**** Materials provided ****

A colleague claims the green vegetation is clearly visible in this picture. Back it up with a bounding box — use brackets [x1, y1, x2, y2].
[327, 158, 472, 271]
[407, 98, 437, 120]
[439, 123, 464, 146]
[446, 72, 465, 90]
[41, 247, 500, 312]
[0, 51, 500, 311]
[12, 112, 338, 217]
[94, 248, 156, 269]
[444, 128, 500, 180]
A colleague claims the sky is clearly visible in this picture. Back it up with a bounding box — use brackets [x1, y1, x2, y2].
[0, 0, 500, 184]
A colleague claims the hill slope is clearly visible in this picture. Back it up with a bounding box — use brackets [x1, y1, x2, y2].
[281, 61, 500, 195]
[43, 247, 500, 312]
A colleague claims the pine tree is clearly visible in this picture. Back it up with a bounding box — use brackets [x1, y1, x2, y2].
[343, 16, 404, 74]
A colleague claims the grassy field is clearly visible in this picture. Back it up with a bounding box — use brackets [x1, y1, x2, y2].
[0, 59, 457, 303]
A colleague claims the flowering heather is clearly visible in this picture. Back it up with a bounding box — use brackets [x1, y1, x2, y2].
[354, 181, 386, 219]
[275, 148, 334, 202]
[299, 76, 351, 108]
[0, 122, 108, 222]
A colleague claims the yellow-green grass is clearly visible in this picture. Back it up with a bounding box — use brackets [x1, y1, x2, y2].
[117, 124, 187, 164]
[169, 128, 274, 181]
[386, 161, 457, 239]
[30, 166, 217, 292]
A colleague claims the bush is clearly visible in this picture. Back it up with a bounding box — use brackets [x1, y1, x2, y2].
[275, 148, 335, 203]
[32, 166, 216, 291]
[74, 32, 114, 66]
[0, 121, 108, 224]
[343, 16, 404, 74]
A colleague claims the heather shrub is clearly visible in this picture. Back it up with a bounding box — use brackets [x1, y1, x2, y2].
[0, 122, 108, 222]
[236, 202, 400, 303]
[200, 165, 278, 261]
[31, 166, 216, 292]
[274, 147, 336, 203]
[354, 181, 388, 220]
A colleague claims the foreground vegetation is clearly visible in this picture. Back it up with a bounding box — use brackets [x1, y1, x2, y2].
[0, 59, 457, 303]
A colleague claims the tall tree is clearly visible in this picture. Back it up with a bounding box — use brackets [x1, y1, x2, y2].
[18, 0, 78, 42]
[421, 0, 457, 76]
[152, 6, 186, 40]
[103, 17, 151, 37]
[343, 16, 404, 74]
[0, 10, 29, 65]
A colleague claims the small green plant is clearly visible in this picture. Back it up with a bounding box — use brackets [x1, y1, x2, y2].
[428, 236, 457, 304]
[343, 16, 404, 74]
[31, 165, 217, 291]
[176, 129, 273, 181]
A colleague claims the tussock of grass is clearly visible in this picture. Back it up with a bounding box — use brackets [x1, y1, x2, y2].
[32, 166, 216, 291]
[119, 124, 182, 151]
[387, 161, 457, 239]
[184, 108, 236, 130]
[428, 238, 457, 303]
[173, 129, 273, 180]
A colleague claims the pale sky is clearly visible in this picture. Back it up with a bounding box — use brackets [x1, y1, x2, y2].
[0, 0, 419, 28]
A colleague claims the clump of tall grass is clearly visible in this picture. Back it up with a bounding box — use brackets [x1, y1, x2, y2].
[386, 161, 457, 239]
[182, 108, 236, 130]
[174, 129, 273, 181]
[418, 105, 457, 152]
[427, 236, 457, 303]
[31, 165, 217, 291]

****

* **Stated task**
Give the items from the very start through the line containing "[94, 248, 156, 269]", both ends included, as a two-column CSV with the columns text and answer. Use one row per item, put each value in a single quoted field, and replace line breaks with spaces.

* **Correct answer**
text,answer
"A colleague claims the green vegetation is clearly visible in this picture. Back it up with a bounding box — use brackets [x1, y1, x2, y2].","[327, 158, 472, 271] [407, 98, 437, 120] [439, 123, 464, 146] [446, 72, 465, 90] [41, 247, 500, 312] [0, 51, 500, 311] [12, 112, 338, 217] [94, 248, 156, 269]"